Exercise description. Copy word for word the part of the article on the first presidential debate starting at "While style may" and ending at "such a threat.".

Text excerpt.
## Begin

Theme
The first debate of this year’s presidential campaign was about foreign policy–which candidate could best protect America in a dangerous world–. Overall, George W Bush and his Democratic challenger, John F Kerry, did not raise many new arguments. And in substance the two men share almost the exact same views on most major foreign policy issues, even if they differ in style. Nevertheless, the debate did offer some interesting details about how the candidates believe America should pursue its goals in the world.
Summary
Most political commentators agree that Kerry had a successful first debate and Bush had a bad one. Each candidate claimed to be the leader who would make America safer. And although many believe Bush won on substance, polls show that Kerry prevailed on style.
While style may be key in the campaign of public perception, what substantive alternatives did Kerry propose to the policies he criticised?
Both candidates called nuclear proliferation the greatest threat to American security. The two agreed that the threat of unconventional weapons in the hands of rogue actors would be the biggest challenge facing either of them as president, and both said that Saddam Hussein had seemed to pose such a threat.
Even on the heated issue of Iraq, the sharpest stated differences between the two candidates were retrospective, rather than prospective. Bush and Kerry both agreed that the US could not precipitately pull out of Iraq. And although Kerry claimed that invading Iraq was a ‘colossal error of judgment’, he also said that ‘now that we’re there… we have to succeed. We can’t leave a failed Iraq’.
Moreover, on both military tactics and grand strategy, Kerry proposed ideas that in some cases are more hawkish than those of Bush. For example, Kerry called for the use of tougher tactics to counter the Iraqi insurgency. ‘What I want to do is change the dynamics on the ground’, Kerry said. ‘And you have to do that by beginning to not back off… and send the wrong message to terrorists. You’ve got to show you’re serious’. And when the debate moderator asked him for his position on the concept of pre-emptive war, Kerry said that he would ‘never give a veto to any country over our security’, and he pledged to ‘hunt down and kill the terrorists wherever they are. No president, through all of American history, has ever ceded, and nor would I, the right to pre-empt in any way necessary to protect the United States of America’, Kerry said.
Analysis
What is Kerry’s Plan for Iraq?

## End

Data records.
## Begin

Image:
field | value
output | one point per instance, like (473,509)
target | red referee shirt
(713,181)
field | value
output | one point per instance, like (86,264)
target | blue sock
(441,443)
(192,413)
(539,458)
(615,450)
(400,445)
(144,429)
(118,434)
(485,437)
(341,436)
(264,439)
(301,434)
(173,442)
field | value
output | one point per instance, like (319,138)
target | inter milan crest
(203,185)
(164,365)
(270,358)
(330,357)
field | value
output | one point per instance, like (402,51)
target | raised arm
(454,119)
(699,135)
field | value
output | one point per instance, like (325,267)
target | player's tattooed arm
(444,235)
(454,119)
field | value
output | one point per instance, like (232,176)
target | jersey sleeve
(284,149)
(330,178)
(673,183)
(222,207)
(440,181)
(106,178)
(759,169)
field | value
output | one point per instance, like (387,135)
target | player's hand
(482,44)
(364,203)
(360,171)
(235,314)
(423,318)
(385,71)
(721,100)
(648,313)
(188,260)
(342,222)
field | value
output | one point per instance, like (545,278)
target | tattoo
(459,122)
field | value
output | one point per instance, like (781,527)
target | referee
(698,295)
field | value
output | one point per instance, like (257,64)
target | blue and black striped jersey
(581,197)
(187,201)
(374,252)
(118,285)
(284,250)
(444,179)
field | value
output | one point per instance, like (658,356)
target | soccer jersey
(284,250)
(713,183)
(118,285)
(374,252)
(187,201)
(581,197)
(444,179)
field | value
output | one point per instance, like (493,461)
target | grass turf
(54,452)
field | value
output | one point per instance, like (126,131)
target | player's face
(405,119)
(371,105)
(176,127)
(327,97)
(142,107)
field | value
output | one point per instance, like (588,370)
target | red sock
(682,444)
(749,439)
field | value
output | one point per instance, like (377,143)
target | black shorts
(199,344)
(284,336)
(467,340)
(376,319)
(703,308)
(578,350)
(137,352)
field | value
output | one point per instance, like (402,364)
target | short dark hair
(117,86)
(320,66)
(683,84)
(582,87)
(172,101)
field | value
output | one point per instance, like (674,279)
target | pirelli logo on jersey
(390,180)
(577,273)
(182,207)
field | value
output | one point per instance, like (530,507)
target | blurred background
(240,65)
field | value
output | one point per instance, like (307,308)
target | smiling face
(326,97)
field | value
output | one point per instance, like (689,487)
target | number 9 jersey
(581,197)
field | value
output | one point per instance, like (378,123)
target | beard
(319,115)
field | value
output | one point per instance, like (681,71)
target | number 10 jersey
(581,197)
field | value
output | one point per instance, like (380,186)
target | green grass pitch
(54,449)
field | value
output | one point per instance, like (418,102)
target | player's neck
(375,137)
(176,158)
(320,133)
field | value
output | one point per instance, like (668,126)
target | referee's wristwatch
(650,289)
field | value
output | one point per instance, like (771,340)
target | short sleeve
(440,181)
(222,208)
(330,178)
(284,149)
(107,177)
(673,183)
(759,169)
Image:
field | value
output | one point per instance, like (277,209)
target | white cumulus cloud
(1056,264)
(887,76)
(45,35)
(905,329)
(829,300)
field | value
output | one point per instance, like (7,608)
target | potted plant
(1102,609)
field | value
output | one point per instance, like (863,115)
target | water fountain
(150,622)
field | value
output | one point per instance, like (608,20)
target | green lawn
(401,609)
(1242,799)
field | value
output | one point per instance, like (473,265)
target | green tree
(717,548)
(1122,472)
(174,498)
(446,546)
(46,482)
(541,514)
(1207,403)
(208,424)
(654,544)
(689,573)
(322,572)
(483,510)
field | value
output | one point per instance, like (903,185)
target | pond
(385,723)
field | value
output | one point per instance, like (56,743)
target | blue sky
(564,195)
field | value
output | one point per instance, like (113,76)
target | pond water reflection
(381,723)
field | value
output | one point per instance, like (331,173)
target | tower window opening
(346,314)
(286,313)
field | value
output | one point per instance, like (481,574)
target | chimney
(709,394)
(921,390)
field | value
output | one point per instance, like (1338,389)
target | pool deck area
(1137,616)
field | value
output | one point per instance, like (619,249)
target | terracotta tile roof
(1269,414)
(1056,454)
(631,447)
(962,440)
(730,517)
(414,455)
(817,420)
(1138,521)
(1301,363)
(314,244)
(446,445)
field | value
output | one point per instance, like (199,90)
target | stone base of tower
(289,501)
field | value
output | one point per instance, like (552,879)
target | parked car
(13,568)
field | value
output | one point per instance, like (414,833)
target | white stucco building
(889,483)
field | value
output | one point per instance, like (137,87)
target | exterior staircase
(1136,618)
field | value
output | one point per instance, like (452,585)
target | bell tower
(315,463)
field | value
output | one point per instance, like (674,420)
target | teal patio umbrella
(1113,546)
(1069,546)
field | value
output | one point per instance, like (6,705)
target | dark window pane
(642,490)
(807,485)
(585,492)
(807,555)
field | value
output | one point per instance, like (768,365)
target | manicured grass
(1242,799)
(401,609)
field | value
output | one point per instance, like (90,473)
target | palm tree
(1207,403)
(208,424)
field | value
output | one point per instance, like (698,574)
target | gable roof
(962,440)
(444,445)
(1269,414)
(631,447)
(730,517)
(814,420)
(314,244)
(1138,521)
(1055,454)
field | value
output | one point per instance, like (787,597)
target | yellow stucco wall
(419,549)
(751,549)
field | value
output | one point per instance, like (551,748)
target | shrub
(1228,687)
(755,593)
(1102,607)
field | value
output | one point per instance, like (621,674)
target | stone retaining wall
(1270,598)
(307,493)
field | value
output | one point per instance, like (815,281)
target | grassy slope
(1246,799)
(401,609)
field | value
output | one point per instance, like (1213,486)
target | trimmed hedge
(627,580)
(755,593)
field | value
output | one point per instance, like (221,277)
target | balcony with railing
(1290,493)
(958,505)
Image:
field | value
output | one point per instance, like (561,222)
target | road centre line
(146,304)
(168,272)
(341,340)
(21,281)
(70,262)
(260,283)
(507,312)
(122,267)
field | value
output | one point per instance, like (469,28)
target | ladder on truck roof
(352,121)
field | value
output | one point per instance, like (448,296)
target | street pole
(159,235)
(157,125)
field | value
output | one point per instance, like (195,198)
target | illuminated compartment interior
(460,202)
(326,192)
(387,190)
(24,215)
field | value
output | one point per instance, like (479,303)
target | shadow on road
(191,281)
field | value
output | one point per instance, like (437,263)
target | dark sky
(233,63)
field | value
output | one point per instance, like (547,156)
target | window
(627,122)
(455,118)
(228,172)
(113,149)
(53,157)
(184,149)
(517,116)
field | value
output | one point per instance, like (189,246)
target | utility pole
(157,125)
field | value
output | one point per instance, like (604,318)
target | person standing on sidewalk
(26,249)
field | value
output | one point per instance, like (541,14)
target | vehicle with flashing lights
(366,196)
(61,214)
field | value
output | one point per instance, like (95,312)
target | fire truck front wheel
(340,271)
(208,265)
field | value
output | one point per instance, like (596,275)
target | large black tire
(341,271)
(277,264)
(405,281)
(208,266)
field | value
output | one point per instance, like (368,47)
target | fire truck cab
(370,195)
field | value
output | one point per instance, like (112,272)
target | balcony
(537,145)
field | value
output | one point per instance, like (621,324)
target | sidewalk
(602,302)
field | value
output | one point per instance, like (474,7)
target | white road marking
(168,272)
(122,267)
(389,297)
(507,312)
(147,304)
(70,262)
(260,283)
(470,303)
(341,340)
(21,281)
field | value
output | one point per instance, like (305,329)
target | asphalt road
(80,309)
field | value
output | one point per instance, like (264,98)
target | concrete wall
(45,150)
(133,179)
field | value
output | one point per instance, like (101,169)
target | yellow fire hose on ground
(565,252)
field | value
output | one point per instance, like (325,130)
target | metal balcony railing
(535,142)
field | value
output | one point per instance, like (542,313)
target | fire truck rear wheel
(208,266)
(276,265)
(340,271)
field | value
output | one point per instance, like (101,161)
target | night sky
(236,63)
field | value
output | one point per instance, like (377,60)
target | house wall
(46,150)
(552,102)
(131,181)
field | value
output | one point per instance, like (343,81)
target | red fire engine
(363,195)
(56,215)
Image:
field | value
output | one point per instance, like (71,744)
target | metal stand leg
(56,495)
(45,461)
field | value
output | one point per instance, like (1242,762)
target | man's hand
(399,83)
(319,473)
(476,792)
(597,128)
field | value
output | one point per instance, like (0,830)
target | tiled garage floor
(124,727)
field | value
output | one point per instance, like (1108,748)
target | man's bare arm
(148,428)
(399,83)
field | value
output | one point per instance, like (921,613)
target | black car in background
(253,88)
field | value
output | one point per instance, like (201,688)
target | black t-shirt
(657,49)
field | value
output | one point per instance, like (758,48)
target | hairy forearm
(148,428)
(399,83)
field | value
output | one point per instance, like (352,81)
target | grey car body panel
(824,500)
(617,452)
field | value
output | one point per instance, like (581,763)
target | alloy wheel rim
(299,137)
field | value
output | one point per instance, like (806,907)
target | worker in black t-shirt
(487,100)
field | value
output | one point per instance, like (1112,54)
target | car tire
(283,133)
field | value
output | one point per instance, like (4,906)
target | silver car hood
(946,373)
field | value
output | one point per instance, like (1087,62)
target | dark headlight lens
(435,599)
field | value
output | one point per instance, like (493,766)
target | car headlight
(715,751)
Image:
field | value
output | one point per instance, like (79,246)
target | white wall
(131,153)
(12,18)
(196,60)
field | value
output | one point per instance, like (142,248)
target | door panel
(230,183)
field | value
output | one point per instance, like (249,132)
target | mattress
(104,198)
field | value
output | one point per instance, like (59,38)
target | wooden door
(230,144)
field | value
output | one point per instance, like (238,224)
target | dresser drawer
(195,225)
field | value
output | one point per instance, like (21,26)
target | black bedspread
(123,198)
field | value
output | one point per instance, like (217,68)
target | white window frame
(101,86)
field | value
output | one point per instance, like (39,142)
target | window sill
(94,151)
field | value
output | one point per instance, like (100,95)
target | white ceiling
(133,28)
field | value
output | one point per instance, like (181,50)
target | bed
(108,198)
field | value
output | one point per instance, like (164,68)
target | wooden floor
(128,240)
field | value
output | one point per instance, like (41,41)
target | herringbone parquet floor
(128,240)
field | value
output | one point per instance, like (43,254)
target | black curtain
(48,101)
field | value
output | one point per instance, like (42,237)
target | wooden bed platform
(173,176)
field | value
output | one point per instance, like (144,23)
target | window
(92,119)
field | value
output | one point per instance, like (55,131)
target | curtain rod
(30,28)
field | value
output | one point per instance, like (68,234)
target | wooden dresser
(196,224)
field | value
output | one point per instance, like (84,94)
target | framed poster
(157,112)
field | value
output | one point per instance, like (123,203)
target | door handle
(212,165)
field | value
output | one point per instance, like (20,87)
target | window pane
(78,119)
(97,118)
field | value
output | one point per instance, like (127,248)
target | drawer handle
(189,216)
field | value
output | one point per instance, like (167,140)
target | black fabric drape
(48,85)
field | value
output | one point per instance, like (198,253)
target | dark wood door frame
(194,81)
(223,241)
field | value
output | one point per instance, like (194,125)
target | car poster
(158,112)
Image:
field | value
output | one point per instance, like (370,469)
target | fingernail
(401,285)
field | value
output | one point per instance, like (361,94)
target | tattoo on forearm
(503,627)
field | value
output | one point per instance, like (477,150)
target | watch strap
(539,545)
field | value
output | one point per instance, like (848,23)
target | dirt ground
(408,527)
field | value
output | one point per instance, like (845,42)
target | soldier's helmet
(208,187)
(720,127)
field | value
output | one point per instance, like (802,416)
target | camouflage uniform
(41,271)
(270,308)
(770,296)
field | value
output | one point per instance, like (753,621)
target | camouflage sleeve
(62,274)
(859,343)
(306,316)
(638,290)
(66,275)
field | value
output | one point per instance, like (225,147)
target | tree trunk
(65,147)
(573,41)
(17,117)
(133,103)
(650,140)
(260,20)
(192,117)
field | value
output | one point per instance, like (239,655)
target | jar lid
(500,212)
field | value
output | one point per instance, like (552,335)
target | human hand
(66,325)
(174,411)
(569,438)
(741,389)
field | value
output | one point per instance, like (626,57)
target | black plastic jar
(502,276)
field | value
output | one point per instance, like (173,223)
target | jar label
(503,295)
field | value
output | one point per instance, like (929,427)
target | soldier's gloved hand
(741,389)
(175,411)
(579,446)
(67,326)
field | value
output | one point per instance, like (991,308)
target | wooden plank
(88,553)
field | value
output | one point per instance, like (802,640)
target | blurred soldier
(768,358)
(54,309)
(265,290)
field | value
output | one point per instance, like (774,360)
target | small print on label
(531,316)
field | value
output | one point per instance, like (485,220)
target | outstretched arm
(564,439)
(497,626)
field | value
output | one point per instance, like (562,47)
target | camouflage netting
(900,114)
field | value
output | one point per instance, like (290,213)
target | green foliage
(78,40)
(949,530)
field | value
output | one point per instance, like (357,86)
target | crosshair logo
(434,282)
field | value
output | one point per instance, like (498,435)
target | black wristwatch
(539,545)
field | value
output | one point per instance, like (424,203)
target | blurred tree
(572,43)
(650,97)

## End

Task solution.
While style may be key in the campaign of public perception, what substantive alternatives did Kerry propose to the policies he criticised?
Both candidates called nuclear proliferation the greatest threat to American security. The two agreed that the threat of unconventional weapons in the hands of rogue actors would be the biggest challenge facing either of them as president, and both said that Saddam Hussein had seemed to pose such a threat.